━━━━━ EXTRACTED RECORDS ━━━━━

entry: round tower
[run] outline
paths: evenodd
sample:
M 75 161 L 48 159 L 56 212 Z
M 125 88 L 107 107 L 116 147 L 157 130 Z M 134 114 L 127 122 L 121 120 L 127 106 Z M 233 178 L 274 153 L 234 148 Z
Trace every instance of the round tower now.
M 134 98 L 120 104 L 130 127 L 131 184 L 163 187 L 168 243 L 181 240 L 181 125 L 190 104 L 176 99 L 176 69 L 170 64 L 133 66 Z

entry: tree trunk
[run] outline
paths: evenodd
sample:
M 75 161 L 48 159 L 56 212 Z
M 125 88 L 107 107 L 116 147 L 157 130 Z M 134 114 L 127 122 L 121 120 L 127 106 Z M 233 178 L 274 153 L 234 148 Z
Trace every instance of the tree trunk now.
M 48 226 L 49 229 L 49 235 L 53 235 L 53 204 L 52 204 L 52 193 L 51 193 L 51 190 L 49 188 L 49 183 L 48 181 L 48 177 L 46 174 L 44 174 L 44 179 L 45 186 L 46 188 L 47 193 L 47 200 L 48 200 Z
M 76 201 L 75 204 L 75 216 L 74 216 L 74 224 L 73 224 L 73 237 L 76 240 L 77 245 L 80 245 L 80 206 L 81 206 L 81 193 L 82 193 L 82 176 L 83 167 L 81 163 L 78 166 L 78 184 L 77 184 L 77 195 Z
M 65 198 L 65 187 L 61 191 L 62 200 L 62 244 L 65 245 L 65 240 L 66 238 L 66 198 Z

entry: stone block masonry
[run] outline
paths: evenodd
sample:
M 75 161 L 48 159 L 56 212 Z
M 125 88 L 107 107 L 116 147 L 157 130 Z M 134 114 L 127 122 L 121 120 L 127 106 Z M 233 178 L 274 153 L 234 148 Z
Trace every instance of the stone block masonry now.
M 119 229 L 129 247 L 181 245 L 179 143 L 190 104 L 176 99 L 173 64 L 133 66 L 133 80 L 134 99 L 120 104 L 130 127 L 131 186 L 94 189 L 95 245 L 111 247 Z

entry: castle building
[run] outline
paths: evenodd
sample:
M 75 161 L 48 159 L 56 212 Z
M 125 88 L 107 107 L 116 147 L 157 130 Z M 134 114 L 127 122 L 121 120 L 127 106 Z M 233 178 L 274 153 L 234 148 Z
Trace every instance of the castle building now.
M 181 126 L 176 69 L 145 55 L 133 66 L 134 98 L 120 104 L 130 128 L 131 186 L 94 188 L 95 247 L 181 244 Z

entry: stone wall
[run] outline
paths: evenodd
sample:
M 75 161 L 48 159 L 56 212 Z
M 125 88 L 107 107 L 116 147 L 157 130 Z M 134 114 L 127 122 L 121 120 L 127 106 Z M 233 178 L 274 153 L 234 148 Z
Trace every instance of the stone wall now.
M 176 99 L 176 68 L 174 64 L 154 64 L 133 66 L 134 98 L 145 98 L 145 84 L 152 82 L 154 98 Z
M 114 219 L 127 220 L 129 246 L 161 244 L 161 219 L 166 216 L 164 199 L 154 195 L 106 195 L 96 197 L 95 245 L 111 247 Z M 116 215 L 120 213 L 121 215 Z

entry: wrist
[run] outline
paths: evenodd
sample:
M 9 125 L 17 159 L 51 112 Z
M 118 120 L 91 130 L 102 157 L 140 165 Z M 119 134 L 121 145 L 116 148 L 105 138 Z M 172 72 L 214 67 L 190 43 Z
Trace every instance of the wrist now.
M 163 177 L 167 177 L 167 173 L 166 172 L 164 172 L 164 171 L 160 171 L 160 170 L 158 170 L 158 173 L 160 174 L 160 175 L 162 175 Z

━━━━━

WHAT THE EXERCISE ASKS
Rewrite all the material above as a Markdown table with two columns, "Row" and "Line," giving each non-blank line its own numbered row and leaving out blank lines.

THE COMPLETED TASK
| Row | Line |
|---|---|
| 1 | entry: round tower |
| 2 | [run] outline |
| 3 | paths: evenodd |
| 4 | sample: |
| 5 | M 75 161 L 48 159 L 56 212 Z |
| 6 | M 125 88 L 107 107 L 116 147 L 157 130 Z M 134 114 L 127 122 L 121 120 L 127 106 Z M 233 178 L 274 153 L 234 148 Z |
| 7 | Trace every instance of the round tower now. |
| 8 | M 134 98 L 120 104 L 130 127 L 131 184 L 163 187 L 168 243 L 181 240 L 181 125 L 190 104 L 176 99 L 176 69 L 170 64 L 133 66 Z |
| 9 | entry: tree trunk |
| 10 | [run] outline |
| 11 | paths: evenodd |
| 12 | sample: |
| 13 | M 75 161 L 48 159 L 56 212 Z |
| 14 | M 125 88 L 107 107 L 116 147 L 157 130 Z M 134 114 L 127 122 L 121 120 L 127 106 Z M 233 178 L 274 153 L 234 148 Z |
| 15 | Trace every instance of the tree trunk now. |
| 16 | M 48 226 L 49 229 L 49 235 L 53 235 L 53 204 L 52 204 L 52 193 L 51 193 L 51 190 L 49 188 L 49 183 L 48 181 L 48 177 L 46 174 L 44 174 L 44 179 L 45 186 L 46 188 L 47 193 L 47 200 L 48 200 Z |
| 17 | M 76 201 L 75 204 L 75 216 L 74 216 L 74 224 L 73 224 L 73 237 L 76 240 L 77 245 L 80 245 L 80 206 L 81 206 L 81 193 L 82 193 L 82 176 L 83 167 L 81 163 L 78 166 L 78 184 L 77 184 L 77 195 Z |
| 18 | M 65 198 L 65 187 L 61 191 L 62 200 L 62 244 L 65 245 L 65 240 L 66 238 L 66 198 Z |
| 19 | entry: stone block masonry |
| 20 | [run] outline |
| 21 | paths: evenodd |
| 22 | sample: |
| 23 | M 75 161 L 48 159 L 56 212 Z |
| 24 | M 125 88 L 107 107 L 116 147 L 157 130 Z M 134 114 L 127 122 L 121 120 L 127 106 Z M 233 178 L 274 153 L 234 148 Z |
| 25 | Trace every instance of the stone block masonry now. |
| 26 | M 119 229 L 129 247 L 181 245 L 179 143 L 190 104 L 176 99 L 173 64 L 133 66 L 133 80 L 134 99 L 120 104 L 130 127 L 131 186 L 94 189 L 95 245 L 111 247 Z |
| 27 | entry: castle building |
| 28 | [run] outline |
| 29 | paths: evenodd |
| 30 | sample: |
| 31 | M 75 161 L 48 159 L 56 212 Z |
| 32 | M 125 88 L 107 107 L 116 147 L 157 130 Z M 134 114 L 127 122 L 121 120 L 127 106 Z M 233 178 L 274 153 L 234 148 Z |
| 33 | Trace every instance of the castle building now. |
| 34 | M 181 126 L 176 69 L 145 55 L 133 66 L 134 98 L 120 104 L 130 128 L 131 186 L 94 188 L 95 247 L 181 244 Z |
| 35 | entry: stone wall |
| 36 | [run] outline |
| 37 | paths: evenodd |
| 38 | sample: |
| 39 | M 75 161 L 48 159 L 56 212 Z |
| 40 | M 125 88 L 107 107 L 116 147 L 157 130 Z M 134 114 L 127 122 L 121 120 L 127 106 Z M 233 178 L 274 153 L 234 148 Z |
| 41 | Trace every instance of the stone wall now. |
| 42 | M 176 99 L 176 68 L 174 64 L 154 64 L 133 66 L 134 98 L 145 98 L 145 84 L 152 82 L 154 98 Z |
| 43 | M 114 219 L 127 220 L 129 246 L 161 244 L 161 219 L 166 216 L 164 199 L 154 195 L 106 195 L 96 197 L 95 245 L 111 247 Z M 116 215 L 120 213 L 121 215 Z |
| 44 | entry: wrist |
| 45 | [run] outline |
| 46 | paths: evenodd |
| 47 | sample: |
| 48 | M 9 125 L 17 159 L 51 112 Z |
| 49 | M 118 120 L 91 130 L 102 157 L 140 165 Z M 119 134 L 121 145 L 116 148 L 105 138 Z M 172 72 L 214 67 L 190 43 Z |
| 50 | Trace every instance of the wrist now. |
| 51 | M 163 177 L 167 177 L 167 173 L 166 172 L 164 172 L 164 171 L 160 171 L 160 170 L 158 170 L 158 173 L 160 174 L 160 175 L 162 175 Z |